» **What is required**
Pull out every line of the material below that contains the word "facade" and copy each one in full.

— Start of Information given —

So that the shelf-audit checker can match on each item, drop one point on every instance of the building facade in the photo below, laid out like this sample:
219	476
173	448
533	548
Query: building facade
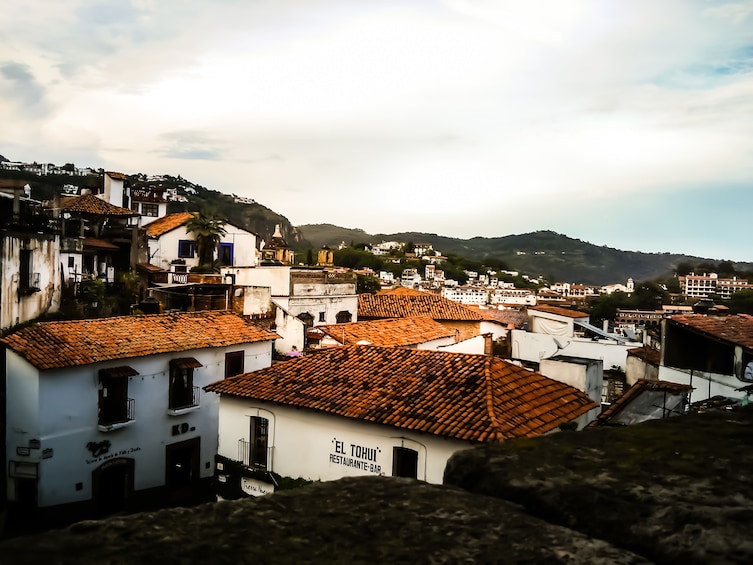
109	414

— End of Information given —
— Start of Information given —

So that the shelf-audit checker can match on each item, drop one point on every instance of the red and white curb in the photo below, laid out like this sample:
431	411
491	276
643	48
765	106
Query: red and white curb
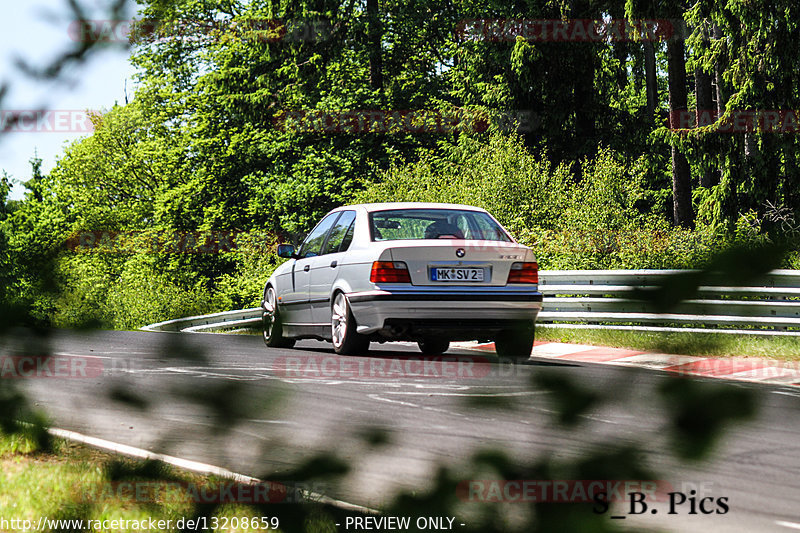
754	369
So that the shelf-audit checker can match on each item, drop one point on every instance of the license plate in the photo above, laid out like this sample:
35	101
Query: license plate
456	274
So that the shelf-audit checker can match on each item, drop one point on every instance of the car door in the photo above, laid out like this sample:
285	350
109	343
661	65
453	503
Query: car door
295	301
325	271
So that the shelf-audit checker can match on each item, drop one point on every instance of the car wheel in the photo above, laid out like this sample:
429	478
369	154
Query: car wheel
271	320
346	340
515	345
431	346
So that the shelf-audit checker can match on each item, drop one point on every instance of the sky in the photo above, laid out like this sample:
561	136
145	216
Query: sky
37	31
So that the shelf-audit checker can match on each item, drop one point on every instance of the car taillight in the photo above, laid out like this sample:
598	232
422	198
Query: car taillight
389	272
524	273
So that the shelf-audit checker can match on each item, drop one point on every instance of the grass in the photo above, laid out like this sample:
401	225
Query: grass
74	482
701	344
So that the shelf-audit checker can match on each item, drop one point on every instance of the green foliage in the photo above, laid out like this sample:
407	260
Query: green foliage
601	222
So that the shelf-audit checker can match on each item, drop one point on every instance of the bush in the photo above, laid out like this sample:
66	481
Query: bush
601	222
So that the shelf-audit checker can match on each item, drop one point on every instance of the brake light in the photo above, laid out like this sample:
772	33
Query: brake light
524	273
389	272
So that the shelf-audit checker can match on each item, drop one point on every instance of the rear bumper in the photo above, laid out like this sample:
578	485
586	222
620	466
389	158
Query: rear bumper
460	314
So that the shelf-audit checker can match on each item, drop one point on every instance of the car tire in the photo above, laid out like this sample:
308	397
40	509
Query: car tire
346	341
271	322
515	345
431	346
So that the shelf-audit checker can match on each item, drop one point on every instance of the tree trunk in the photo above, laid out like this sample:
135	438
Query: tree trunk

— End of Information given —

» **Task output**
So that the shelf-audit checker can match on each item, drop one point on every instance of the building facade in the photo below, laid out like this sample:
Query: building facade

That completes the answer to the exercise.